TO BE DONE:
Please output, word for word, the part of the decluttering text below starting with "Out of the colossal" and going on through "seeking a solution.".

PROVIDED TEXT:
These were clothes that had survived the initial decluttering stage but with everything else gone, suddenly the spotlight was shone upon them and it became clear that this time they wouldn’t be so lucky. Rather than being revered ancient artefacts, these clothes were all from the recent past – mostly from within the last five years. Maybe you wouldn’t count clothes that are five years old as recent but considering I had had some things from twenty years ago, five years is a mere blip in the timeframe of my wardrobes. Being newish had meant they had been given clemency in the initial round of decluttering. The sheer volume of what I had been discarding had been quite overwhelming and guilt inducing. This had combined with the fear of discarding too much and being left with nothing and with the fear that I would discard things and then be racked with crushing regret. Thus I’d erred on the side of caution. But I’d always known I was keeping things that didn’t truly speak to my heart. That first round had been epic, immense and quite traumatic but now, a couple of months down the line, I knew that I had nothing to fear.

Out of the colossal pile I had discarded previously there was only one thing that I regretted getting rid of. A brown woollen cardigan with elbow patches – quintessential teacher-chic. It had not exactly bought me joy (hence it ending up being ferried to The British Heart Foundation) but it had gone with the green trousers I wear to work and now I realised none of my other cardigans really went with them. Kondo says this is par for the course – that you can expect to regret discarding something at least three times during the tidying process. But this is not to be fretted over – Kondo has found that even though people may regret discarding something they never complain or moan about it. This is because they have learnt that all that is needed is action – a lack of something can be resolved through being proactive and seeking a solution.

Coordinate annotation records:
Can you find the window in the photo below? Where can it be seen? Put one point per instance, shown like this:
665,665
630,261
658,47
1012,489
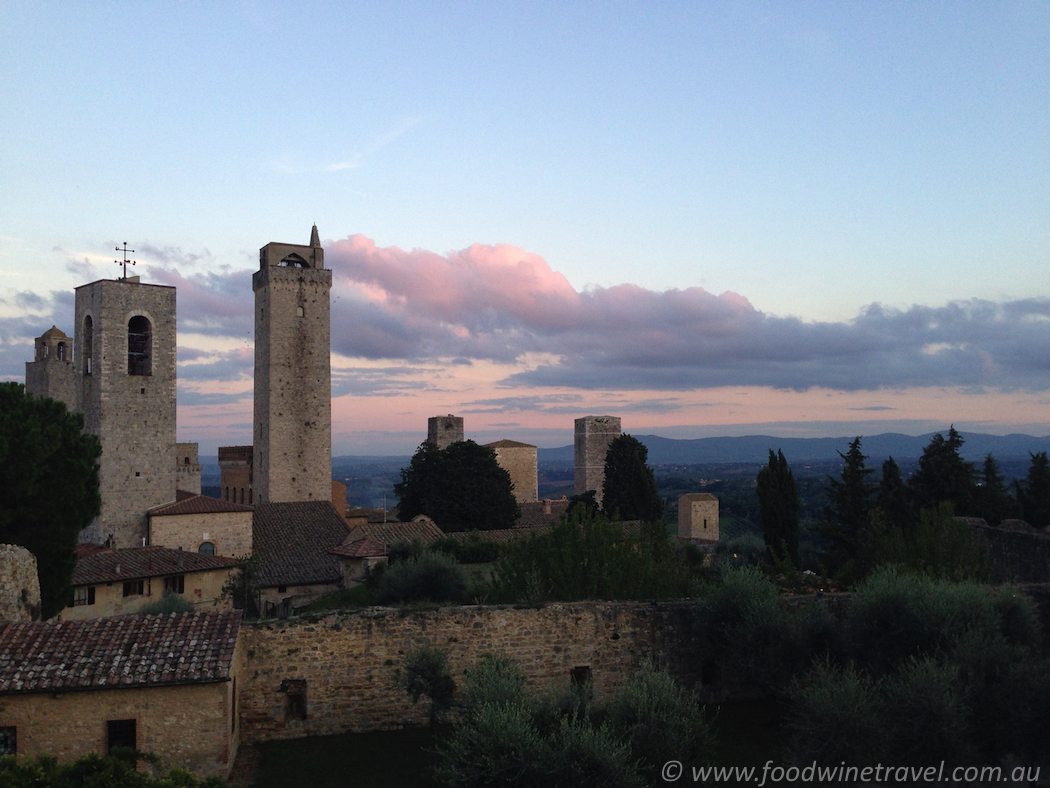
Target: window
121,733
88,344
140,346
83,596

ANSWER FOR THIS EXERCISE:
Out of the colossal pile I had discarded previously there was only one thing that I regretted getting rid of. A brown woollen cardigan with elbow patches – quintessential teacher-chic. It had not exactly bought me joy (hence it ending up being ferried to The British Heart Foundation) but it had gone with the green trousers I wear to work and now I realised none of my other cardigans really went with them. Kondo says this is par for the course – that you can expect to regret discarding something at least three times during the tidying process. But this is not to be fretted over – Kondo has found that even though people may regret discarding something they never complain or moan about it. This is because they have learnt that all that is needed is action – a lack of something can be resolved through being proactive and seeking a solution.